◆ **Your assignment**: Restate the opening lines of the material below word for word, stopping after the line that contains "trace --target daz".

-------- Data for review --------

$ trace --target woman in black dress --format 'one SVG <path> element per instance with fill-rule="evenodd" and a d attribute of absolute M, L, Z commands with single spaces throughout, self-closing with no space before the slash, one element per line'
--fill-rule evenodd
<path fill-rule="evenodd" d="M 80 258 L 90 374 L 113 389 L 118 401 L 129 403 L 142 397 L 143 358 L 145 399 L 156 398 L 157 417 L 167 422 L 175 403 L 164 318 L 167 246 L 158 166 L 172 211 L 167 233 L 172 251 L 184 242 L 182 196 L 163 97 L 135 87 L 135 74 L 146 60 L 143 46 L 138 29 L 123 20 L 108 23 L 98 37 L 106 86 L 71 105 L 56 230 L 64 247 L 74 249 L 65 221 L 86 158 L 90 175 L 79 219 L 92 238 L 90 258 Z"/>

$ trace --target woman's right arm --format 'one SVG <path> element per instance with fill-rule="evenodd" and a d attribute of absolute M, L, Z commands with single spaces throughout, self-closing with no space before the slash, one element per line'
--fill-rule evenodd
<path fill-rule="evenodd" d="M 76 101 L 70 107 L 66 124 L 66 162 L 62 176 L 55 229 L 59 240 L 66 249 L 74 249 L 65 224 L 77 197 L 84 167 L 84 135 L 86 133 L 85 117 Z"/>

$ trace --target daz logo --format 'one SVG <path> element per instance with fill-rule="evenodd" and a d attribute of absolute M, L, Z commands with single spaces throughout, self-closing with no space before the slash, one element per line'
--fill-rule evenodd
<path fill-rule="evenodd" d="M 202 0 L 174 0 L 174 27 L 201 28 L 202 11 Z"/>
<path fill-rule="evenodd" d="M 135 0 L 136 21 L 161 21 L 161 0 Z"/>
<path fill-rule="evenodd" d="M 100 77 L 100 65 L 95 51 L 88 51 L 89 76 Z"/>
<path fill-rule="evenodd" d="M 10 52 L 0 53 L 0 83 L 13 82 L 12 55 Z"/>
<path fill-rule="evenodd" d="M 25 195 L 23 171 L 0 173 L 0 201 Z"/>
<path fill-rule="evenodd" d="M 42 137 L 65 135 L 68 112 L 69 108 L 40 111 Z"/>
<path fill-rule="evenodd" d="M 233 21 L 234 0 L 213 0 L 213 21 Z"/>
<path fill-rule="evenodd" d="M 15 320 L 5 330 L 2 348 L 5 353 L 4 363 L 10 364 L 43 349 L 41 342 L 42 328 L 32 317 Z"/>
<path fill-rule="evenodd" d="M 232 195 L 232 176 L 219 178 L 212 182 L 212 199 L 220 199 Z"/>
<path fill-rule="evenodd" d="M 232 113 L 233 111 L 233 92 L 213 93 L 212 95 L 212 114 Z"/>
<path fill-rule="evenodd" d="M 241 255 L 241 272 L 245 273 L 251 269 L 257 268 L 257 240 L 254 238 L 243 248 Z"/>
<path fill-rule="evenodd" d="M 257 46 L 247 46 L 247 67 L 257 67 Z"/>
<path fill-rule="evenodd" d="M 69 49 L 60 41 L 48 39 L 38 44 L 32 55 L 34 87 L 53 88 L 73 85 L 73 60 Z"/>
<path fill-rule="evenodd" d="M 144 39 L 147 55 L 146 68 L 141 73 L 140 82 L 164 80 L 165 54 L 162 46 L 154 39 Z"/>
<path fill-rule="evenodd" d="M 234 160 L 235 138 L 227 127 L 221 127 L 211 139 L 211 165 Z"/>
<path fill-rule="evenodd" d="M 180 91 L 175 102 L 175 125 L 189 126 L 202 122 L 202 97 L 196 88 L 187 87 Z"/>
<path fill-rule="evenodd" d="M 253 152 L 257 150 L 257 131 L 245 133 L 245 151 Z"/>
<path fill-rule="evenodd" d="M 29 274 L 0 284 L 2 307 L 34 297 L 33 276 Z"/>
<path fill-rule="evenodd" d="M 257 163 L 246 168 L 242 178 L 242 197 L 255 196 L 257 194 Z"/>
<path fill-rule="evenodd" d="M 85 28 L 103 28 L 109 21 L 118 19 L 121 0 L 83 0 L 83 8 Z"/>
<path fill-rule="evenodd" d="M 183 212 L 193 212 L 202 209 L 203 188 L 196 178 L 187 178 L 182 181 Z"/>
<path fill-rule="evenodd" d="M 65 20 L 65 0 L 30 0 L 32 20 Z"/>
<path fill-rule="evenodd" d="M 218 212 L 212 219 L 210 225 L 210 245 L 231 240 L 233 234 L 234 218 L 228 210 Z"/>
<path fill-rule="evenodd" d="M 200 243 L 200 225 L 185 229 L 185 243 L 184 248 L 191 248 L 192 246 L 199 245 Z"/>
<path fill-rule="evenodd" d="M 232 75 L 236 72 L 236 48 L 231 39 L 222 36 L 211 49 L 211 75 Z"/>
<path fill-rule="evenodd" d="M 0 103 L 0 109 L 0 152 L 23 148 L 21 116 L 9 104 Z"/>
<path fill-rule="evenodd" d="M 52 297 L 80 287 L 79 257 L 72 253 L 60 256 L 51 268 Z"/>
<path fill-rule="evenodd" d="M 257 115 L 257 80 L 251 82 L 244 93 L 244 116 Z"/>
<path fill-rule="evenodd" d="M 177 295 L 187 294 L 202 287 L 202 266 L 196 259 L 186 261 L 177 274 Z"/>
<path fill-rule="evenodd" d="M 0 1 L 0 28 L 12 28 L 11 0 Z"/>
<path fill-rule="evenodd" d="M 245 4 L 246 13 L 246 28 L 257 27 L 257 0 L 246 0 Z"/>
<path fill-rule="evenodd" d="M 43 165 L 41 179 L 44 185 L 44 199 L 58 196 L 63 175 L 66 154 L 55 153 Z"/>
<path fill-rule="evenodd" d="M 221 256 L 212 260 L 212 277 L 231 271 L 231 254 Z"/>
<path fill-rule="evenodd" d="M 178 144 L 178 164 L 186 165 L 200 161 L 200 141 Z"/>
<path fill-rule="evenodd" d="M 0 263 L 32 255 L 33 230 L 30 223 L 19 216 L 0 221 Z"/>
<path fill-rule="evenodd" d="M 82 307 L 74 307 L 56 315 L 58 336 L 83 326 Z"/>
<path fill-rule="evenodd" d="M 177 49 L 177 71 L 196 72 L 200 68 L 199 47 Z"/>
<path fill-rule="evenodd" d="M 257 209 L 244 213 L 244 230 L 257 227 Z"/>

--------

◆ **Exercise output**:
$ trace --target woman in black dress --format 'one SVG <path> element per instance with fill-rule="evenodd" and a d attribute of absolute M, L, Z commands with single spaces throughout, self-closing with no space before the slash, one element per line'
--fill-rule evenodd
<path fill-rule="evenodd" d="M 80 258 L 90 374 L 113 389 L 118 401 L 129 403 L 142 397 L 143 358 L 145 399 L 156 398 L 157 417 L 167 422 L 175 403 L 164 318 L 167 246 L 158 166 L 172 211 L 167 233 L 172 251 L 184 242 L 182 196 L 163 97 L 135 87 L 135 74 L 146 60 L 143 46 L 138 29 L 123 20 L 108 23 L 98 37 L 106 86 L 71 105 L 56 230 L 64 247 L 74 249 L 65 221 L 86 158 L 90 175 L 79 219 L 92 238 L 90 258 Z"/>

$ trace --target woman's right arm --format 'one SVG <path> element per instance with fill-rule="evenodd" and a d attribute of absolute M, L, Z commands with single spaces throughout, self-closing with no space before the slash, one element per line'
--fill-rule evenodd
<path fill-rule="evenodd" d="M 76 101 L 70 107 L 66 124 L 66 162 L 62 176 L 55 229 L 59 240 L 66 249 L 74 249 L 65 224 L 77 197 L 84 167 L 84 135 L 86 133 L 85 117 Z"/>

$ trace --target daz logo --format 'one SVG <path> element per instance with fill-rule="evenodd" and a d attribute of absolute M, L, Z commands with single spaces throughout, self-closing with no space before the slash, one element per line'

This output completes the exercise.